◆ Directions
Copy out the rows below, from the line containing "One point per instance, written like point(847, 456)" down to the line containing "point(796, 403)", including both of those lines and keeping every character unchanged. Leave the pictures out of your copy.

◆ Exercise inputs
::::::
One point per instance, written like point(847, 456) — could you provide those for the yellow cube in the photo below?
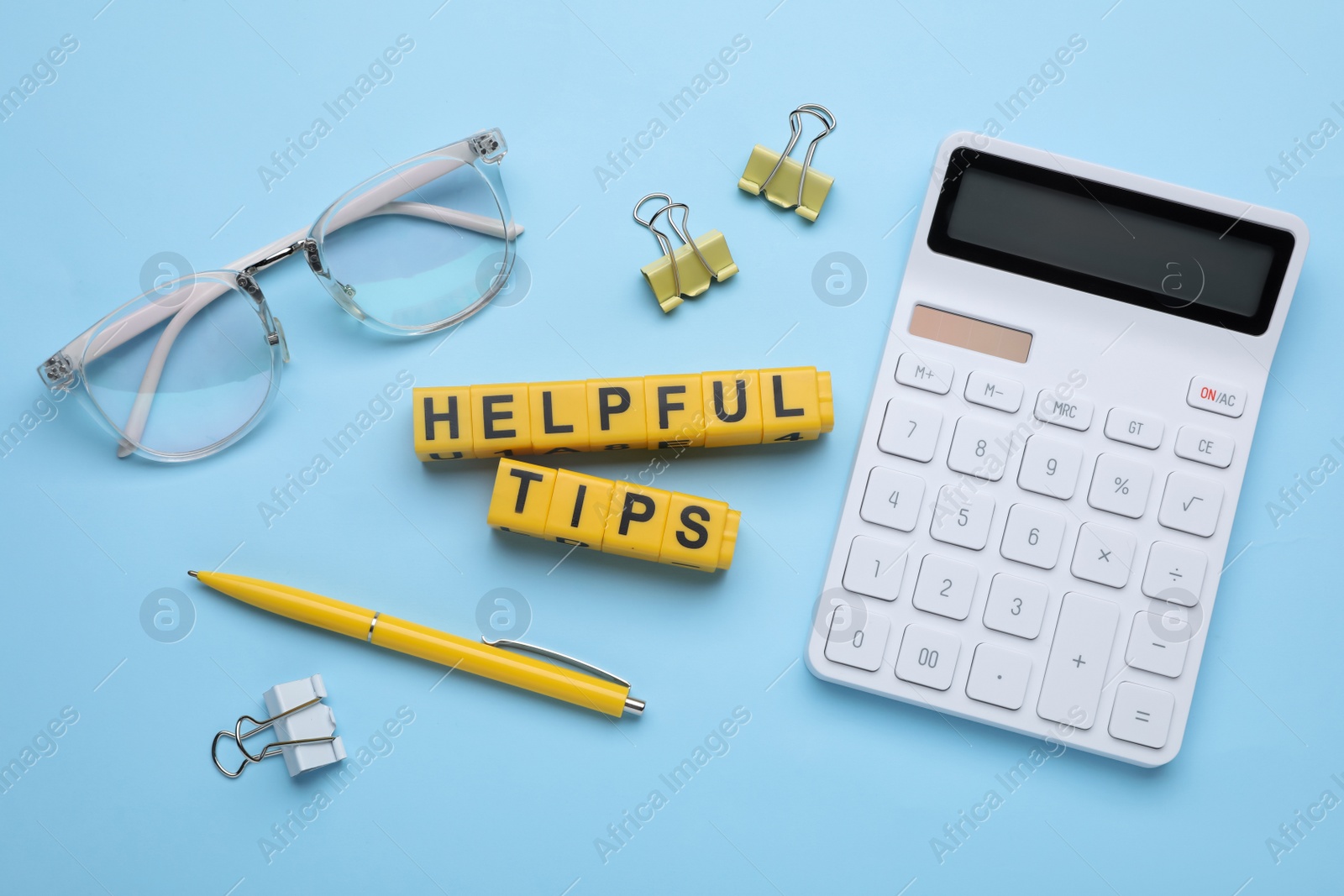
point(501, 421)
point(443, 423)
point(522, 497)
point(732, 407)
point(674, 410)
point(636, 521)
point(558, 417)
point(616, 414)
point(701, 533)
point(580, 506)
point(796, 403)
::::::
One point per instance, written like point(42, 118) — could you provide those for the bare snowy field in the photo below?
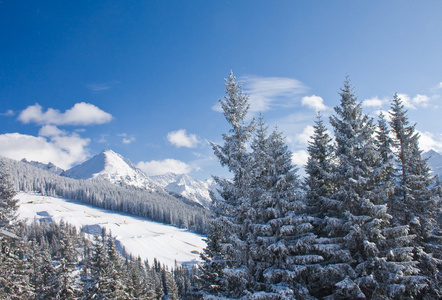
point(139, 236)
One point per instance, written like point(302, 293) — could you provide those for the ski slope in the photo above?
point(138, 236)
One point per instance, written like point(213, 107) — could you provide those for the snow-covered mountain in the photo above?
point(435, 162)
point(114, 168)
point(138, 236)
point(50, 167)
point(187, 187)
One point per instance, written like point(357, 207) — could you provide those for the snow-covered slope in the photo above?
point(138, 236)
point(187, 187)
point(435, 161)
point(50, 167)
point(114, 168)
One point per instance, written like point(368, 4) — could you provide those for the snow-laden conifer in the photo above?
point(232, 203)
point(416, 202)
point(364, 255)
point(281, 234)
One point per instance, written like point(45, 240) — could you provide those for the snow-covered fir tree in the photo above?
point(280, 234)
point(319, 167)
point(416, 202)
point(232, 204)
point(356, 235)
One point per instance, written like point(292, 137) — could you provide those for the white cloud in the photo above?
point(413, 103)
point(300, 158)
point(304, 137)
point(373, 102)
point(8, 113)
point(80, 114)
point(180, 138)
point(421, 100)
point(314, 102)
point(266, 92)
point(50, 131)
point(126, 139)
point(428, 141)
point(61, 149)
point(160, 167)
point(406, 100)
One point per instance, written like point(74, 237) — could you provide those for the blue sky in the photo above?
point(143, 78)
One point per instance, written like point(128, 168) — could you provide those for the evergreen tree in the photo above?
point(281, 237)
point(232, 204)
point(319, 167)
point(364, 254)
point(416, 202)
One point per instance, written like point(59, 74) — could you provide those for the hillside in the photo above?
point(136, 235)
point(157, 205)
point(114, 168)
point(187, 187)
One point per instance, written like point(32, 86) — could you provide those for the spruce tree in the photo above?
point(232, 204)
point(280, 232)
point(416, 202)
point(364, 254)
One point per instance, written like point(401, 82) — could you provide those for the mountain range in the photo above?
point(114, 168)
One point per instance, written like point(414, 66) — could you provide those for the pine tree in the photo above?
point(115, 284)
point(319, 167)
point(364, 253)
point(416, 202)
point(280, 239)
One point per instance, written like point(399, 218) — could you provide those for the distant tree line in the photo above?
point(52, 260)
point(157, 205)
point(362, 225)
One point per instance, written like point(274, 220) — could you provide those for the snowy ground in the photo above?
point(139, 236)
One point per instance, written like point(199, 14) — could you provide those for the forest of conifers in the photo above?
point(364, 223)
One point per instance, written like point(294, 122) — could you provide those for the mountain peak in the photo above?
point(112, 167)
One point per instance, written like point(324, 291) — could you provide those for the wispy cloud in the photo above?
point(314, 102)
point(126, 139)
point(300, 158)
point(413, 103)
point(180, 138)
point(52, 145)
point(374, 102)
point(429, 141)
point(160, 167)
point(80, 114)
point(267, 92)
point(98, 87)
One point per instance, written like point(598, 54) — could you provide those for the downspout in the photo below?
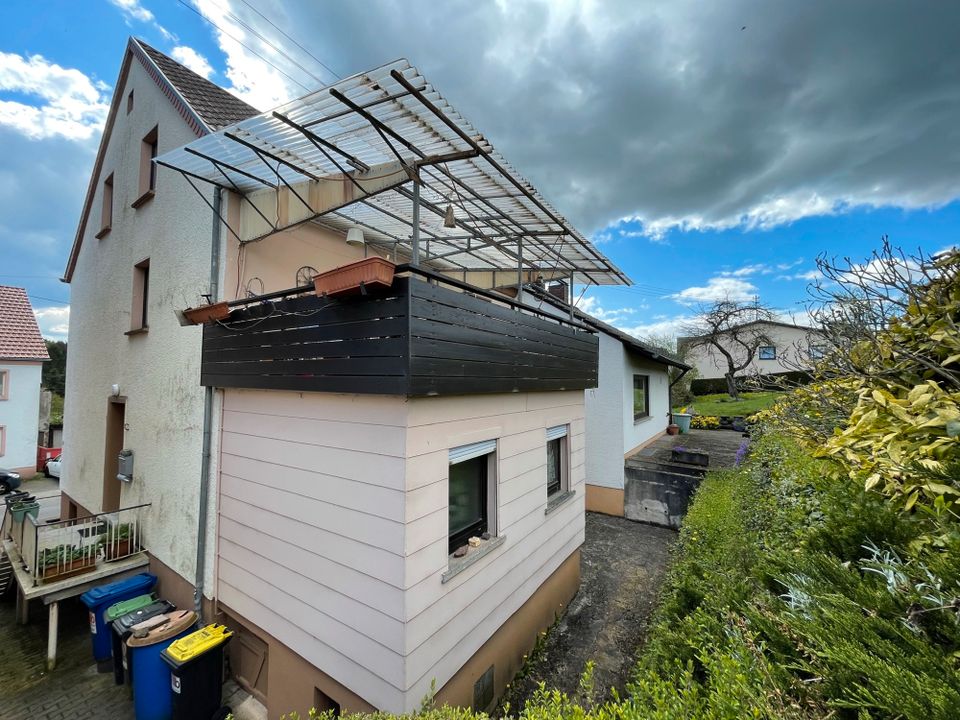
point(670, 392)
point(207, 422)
::::::
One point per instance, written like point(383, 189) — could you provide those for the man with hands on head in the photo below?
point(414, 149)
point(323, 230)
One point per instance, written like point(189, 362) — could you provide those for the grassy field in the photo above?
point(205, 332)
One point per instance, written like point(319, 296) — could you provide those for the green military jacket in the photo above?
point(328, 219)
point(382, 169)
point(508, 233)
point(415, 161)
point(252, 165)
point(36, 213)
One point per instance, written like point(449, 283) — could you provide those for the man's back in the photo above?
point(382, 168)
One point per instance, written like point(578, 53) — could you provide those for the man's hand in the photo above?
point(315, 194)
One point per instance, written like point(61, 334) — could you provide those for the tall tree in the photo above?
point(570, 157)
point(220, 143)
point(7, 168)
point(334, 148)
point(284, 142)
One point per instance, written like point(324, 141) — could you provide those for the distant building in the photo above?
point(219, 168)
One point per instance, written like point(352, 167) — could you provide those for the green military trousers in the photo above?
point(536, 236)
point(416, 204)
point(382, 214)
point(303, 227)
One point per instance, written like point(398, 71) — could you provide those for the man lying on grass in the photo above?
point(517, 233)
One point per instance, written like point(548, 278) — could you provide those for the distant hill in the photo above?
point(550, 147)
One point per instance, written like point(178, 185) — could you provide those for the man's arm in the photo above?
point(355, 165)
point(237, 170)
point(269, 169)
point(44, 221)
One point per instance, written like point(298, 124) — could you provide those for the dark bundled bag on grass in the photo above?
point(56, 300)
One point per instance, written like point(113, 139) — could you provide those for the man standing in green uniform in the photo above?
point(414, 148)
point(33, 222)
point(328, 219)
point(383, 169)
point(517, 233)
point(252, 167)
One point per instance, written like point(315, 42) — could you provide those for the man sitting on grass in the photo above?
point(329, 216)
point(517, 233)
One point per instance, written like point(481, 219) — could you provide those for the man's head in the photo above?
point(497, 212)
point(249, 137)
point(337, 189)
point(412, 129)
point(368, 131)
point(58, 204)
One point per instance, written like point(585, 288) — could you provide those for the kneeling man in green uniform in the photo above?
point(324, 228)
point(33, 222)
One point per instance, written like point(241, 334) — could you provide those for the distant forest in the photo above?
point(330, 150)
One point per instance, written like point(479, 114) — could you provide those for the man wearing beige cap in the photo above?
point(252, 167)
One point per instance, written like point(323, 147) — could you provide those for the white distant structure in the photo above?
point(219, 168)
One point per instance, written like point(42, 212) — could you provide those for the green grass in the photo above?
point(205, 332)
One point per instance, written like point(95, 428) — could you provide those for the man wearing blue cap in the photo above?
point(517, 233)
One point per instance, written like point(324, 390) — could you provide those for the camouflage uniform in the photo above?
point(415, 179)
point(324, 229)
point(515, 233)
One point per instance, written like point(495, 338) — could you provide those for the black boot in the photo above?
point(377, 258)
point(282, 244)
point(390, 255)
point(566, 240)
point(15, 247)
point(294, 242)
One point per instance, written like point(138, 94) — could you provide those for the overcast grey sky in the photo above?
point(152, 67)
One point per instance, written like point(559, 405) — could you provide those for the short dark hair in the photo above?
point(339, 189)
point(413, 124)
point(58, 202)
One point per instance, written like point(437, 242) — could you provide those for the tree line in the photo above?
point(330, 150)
::::::
◆ Task solution
One point per instance, written like point(847, 456) — could you provide those for the yellow cube in the photo below?
point(501, 421)
point(443, 423)
point(522, 497)
point(732, 407)
point(674, 410)
point(636, 521)
point(558, 417)
point(616, 414)
point(701, 533)
point(580, 506)
point(796, 403)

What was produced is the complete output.